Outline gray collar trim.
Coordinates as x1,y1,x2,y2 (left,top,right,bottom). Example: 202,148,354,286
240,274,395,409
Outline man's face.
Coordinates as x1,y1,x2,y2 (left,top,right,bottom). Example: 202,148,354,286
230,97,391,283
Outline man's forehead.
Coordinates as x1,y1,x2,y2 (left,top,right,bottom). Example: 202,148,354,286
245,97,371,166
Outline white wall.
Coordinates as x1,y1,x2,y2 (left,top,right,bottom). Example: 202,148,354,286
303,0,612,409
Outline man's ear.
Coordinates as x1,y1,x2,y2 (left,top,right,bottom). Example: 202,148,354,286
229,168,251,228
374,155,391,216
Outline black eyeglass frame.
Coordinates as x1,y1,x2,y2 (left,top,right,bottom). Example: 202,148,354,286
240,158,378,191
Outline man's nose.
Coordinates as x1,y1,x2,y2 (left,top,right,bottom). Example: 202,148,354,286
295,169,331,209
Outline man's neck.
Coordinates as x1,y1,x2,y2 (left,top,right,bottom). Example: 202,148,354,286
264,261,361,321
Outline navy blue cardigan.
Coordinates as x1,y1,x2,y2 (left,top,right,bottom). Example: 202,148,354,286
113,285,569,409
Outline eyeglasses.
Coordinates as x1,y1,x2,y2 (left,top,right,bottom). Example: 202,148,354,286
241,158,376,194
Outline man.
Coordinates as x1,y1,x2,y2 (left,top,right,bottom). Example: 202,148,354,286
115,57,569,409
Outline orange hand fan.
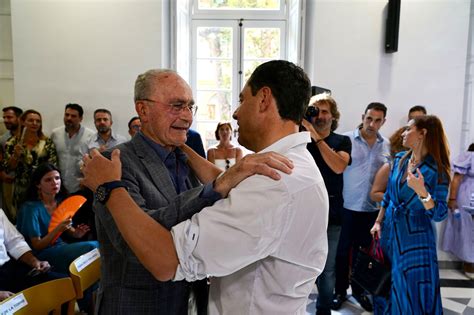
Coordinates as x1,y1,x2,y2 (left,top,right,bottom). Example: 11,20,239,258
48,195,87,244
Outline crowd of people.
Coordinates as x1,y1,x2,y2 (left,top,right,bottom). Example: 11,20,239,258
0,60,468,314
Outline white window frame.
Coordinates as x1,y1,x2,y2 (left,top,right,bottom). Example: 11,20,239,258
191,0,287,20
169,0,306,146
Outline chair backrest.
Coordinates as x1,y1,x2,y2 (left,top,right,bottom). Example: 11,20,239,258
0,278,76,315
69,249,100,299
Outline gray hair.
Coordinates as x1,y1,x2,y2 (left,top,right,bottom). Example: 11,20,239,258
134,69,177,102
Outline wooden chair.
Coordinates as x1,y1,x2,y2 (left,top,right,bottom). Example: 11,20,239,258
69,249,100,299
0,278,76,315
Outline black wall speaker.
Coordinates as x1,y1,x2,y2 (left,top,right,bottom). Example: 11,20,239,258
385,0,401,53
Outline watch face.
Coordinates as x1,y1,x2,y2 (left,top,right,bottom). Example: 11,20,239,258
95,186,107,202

------------

Format all of the material above as a JSON list of strings, with each line as its own string and blank lines omitted. Leave the pictures out.

Response below ▸
[
  "Outline gray collar trim.",
  "Coordinates as x1,y1,x2,y2 (left,top,right,bottom). Example: 202,148,354,286",
  "240,274,395,409",
  "Outline man's face.",
  "Coordinates as x1,y1,x2,y2 (left,top,right,bottom). Example: 202,148,354,286",
  "230,97,391,283",
  "Outline man's forehead.",
  "Coordinates as x1,y1,x2,y2 (left,top,right,bottom). Example: 202,148,354,286",
  "245,97,371,166",
  "Outline white wall.",
  "Coordinates as x1,y1,x2,y2 (left,top,right,bottom). Example: 202,148,354,286",
  "303,0,612,409",
  "Outline man's ear.",
  "Coordinates as x1,y1,x2,y2 (left,top,right,bottom). Example: 202,148,354,286",
  "229,168,251,228",
  "374,155,391,216",
  "Outline black eyeglass frame.",
  "Coordinates as x1,y1,x2,y2 (left,top,right,bottom). Example: 202,148,354,286",
  "240,158,378,191",
  "Outline man's nose.",
  "Coordinates as x1,y1,x2,y2 (left,top,right,bottom). Example: 202,148,354,286",
  "295,169,331,209",
  "Outline man's neck.",
  "Coordinates as x1,y1,x2,y2 (left,top,right,bottom). Example: 202,148,354,286",
  "264,261,361,321",
  "Outline navy blue cardigan.",
  "Coordinates as x1,y1,x2,y2 (left,top,right,bottom). Example: 202,148,354,286",
  "113,285,569,409",
  "Outline eyeglasses.",
  "Coordinates as x1,y1,x2,y2 (left,top,right,bottom). Example: 202,148,354,286",
  "241,158,376,194",
  "Outline man.",
  "Coordinates as x1,y1,x2,y2 (left,top,right,bottom). Example: 202,148,354,286",
  "115,57,569,409",
  "Outline orange hand fan.",
  "Coordinates as x1,y1,x2,y2 (left,top,right,bottom). Example: 11,20,239,258",
  "48,195,87,244",
  "Outline crowd of people.",
  "Coordinates as x1,y1,x2,y2 (left,top,right,bottom). Example: 11,20,239,258",
  "0,60,468,314",
  "Outline white window frame.",
  "Coordinates as x1,y1,x2,y2 (left,top,right,bottom). Example: 11,20,239,258",
  "191,0,287,20",
  "169,0,306,146",
  "Outline chair backrest.",
  "Coordinates as x1,y1,x2,y2 (left,top,right,bottom). Example: 11,20,239,258",
  "0,278,76,315",
  "69,249,100,299",
  "Outline gray hair.",
  "Coordinates as x1,y1,x2,y2 (left,top,right,bottom). Example: 11,20,239,258",
  "134,69,177,102",
  "Outline wooden chair.",
  "Coordinates as x1,y1,x2,y2 (left,top,right,bottom). Example: 11,20,239,258",
  "69,249,100,299",
  "0,278,76,315",
  "Outline black wall speaker.",
  "Coordinates as x1,y1,x2,y2 (left,top,right,bottom). Example: 11,20,239,258",
  "385,0,401,53",
  "Outline watch face.",
  "Coordinates as x1,y1,x2,y2 (left,top,right,bottom). Example: 11,20,239,258",
  "95,186,107,202"
]